■ Tarefa escrita 1
Reproduza fielmente o trecho do texto fornecido que começa com as palavras "2. Generosidade" e termina com "estava forte ali.".
* * * * * * *
Quem não se emocionou com o qatari Mutaz Essa Barshim e o italiano Gianmarco Tamberi dividindo o ouro no salto em altura? O sarrafo subiu para 2,39m, ambos falharam em suas três tentativas, e um oficial da competição perguntou se os atletas — os únicos na briga pelo ouro — gostariam de decidir a medalha em um "jump-off" (desempate em que vence o primeiro a saltar a próxima altura, mas com apenas uma tentativa por vez para cada competidor). Bastou Barshim perguntar: "Podemos ficar com dois ouros?" O oficial acenou positivamente com a cabeça, Tamberi saltou no colo do qatari, e os dois comemoraram a decisão. Afinal, por que seguir batalhando se um objetivo comum pode ser dividido igualmente?

2. Generosidade

O que dizer do skate? Estreante no programa olímpico, a modalidade era olhada com uma certa desconfiança por chegar com um rol de atletas adolescentes que levavam às Olimpíadas um visual diferente e despojado. Não demorou para ficar claro que o espírito olímpico estava forte ali.

A cada atleta que se apresentava, uma dúzia de "rivais" acompanhava do lado de fora e vibrava com os acertos de quem estava na pista. Aplausos, high fives e alegria genuína pelos vencedores. Quem não abriu um sorriso com os abraços de Margielyn Didal e Rayssa Leal? Como não levar para vida que podemos admirar e, por que não, festejar o sucesso de adversários? Como ver uma cena assim e não aprender que oponentes não são inimigos?
* * * * * * *
■ Tarefa escrita 2
Converta em CSV de duas colunas, enunciado e resposta, as entradas que vão da linha que contém "Batch job #47 — class: black beanie" até a linha que contém "242;497;273;527", incluindo ambas. Use uma linha do CSV por entrada, com cada campo entre aspas e as quebras de linha trocadas por espaços.
* * * * * * *
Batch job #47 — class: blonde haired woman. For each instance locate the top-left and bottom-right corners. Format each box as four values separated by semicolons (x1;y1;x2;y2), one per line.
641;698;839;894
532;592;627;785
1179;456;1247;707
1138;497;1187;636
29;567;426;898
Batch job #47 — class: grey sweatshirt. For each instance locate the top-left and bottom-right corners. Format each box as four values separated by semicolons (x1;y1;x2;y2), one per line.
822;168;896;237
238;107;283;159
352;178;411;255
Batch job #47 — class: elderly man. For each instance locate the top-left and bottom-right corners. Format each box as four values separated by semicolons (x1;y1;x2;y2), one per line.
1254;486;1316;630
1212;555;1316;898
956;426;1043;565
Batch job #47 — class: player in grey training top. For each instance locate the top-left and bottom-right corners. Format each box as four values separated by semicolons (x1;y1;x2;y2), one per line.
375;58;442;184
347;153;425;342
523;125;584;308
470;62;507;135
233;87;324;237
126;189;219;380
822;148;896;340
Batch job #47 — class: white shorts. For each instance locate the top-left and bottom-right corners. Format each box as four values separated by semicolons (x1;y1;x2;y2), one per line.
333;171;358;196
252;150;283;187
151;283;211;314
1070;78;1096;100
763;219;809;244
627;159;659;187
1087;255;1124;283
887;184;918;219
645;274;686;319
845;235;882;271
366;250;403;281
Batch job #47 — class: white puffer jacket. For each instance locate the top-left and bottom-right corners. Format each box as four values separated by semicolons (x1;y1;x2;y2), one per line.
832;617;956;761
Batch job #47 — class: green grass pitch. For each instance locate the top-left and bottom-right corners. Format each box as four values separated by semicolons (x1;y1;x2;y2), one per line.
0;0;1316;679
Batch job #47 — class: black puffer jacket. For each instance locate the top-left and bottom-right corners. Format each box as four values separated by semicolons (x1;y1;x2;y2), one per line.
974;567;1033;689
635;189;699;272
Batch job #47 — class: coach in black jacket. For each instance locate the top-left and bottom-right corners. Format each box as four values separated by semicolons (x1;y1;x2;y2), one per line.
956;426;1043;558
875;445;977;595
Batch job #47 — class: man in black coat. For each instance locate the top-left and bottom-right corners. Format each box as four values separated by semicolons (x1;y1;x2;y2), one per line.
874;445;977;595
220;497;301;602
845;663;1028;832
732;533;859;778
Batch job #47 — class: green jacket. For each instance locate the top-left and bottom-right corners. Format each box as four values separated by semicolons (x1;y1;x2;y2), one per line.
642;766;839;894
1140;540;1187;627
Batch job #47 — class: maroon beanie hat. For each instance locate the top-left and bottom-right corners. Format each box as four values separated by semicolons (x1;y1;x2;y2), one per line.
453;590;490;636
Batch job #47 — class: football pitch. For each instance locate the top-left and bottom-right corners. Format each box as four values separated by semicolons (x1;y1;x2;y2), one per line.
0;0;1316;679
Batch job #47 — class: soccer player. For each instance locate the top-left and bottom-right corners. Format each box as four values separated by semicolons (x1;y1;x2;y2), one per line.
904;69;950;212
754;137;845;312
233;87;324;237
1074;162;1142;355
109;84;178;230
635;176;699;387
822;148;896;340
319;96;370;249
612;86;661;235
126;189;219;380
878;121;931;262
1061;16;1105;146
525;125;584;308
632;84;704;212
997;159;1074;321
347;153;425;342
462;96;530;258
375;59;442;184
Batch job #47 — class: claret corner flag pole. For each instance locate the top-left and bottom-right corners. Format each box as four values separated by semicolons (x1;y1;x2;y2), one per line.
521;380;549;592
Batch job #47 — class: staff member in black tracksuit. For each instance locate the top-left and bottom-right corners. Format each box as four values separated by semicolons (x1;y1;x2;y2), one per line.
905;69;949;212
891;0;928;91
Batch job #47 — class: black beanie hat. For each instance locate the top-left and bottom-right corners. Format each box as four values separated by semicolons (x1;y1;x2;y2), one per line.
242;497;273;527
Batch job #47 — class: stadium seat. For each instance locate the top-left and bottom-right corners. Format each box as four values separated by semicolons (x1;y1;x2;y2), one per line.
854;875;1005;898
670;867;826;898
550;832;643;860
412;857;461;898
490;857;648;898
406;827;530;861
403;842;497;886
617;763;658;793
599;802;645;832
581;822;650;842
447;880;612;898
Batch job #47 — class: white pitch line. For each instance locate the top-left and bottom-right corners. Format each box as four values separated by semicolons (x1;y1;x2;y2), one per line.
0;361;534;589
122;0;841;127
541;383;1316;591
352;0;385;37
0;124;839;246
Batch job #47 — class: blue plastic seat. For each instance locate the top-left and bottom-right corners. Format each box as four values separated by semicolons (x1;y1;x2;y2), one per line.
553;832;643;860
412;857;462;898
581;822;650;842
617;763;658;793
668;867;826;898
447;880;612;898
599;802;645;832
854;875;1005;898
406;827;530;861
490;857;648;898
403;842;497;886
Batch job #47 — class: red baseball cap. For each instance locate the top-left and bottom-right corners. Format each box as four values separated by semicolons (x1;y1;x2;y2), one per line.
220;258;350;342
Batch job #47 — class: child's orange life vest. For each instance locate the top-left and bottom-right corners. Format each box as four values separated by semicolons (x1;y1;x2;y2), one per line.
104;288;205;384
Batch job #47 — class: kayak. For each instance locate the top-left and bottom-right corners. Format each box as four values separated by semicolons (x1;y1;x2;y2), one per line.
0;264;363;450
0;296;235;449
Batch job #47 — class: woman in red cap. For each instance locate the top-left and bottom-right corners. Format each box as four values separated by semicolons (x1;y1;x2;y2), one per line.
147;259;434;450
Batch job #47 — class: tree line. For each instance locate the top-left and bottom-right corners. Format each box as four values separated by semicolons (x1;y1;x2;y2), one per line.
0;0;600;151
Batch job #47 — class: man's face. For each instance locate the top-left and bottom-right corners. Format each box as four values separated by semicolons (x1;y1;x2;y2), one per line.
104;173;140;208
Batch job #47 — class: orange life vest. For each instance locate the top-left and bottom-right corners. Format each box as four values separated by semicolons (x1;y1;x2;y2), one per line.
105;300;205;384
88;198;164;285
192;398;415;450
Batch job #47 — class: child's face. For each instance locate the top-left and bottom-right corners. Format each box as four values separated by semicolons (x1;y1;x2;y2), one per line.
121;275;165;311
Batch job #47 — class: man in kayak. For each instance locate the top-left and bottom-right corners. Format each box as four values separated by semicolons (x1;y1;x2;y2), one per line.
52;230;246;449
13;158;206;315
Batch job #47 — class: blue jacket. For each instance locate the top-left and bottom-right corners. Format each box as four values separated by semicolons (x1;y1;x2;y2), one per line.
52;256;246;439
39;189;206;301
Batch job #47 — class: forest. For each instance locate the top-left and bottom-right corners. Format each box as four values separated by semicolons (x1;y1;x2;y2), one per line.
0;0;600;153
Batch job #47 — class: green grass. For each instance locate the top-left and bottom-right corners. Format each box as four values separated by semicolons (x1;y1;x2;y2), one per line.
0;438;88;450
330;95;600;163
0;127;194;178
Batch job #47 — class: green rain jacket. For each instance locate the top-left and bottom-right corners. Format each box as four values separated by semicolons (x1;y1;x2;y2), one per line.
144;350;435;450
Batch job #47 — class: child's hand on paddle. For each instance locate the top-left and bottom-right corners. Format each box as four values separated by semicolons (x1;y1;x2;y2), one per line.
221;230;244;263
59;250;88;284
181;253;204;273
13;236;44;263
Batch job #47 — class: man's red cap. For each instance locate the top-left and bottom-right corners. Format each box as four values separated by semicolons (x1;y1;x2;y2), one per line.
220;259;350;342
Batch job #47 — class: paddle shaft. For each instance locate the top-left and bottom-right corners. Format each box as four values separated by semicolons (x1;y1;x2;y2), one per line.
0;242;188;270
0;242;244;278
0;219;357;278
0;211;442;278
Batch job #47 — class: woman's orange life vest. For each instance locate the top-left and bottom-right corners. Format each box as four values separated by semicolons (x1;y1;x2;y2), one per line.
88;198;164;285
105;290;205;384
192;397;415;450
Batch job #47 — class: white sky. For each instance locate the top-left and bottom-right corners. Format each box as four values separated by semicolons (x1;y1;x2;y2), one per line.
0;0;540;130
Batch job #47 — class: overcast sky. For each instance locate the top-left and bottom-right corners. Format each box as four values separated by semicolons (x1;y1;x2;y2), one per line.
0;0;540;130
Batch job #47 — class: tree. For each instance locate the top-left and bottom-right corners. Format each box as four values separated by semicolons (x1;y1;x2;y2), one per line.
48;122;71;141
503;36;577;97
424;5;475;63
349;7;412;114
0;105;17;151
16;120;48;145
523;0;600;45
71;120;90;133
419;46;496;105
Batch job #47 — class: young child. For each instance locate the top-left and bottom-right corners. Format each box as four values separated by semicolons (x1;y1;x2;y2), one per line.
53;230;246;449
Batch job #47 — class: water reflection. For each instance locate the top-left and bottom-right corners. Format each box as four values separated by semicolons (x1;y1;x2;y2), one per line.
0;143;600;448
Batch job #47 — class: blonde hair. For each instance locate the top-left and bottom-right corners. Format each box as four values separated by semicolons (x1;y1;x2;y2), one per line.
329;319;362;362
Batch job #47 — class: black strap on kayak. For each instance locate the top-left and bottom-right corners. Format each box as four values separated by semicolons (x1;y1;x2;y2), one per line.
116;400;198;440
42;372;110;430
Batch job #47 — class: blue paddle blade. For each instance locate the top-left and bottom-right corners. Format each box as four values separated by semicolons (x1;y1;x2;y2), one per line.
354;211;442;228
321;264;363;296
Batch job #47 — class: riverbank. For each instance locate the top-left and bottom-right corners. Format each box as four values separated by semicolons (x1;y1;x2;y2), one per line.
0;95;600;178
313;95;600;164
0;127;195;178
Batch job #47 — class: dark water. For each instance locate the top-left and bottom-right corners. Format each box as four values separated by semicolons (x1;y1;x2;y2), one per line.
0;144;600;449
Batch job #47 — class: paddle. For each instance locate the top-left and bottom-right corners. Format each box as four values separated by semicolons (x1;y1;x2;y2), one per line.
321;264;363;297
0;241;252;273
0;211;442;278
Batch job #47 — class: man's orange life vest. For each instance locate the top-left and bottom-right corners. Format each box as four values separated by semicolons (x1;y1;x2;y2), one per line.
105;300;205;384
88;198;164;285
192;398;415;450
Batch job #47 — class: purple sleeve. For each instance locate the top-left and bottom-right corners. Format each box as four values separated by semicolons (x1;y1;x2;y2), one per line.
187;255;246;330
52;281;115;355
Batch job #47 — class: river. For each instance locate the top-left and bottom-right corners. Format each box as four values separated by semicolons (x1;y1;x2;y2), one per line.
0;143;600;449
* * * * * * *
■ Solução escrita 1
2. Generosidade

O que dizer do skate? Estreante no programa olímpico, a modalidade era olhada com uma certa desconfiança por chegar com um rol de atletas adolescentes que levavam às Olimpíadas um visual diferente e despojado. Não demorou para ficar claro que o espírito olímpico estava forte ali.

■ Solução escrita 2
enunciado,resposta
"Batch job #47 — class: black beanie hat. For each instance locate the top-left and bottom-right corners. Format each box as four values separated by semicolons (x1;y1;x2;y2), one per line.","242;497;273;527"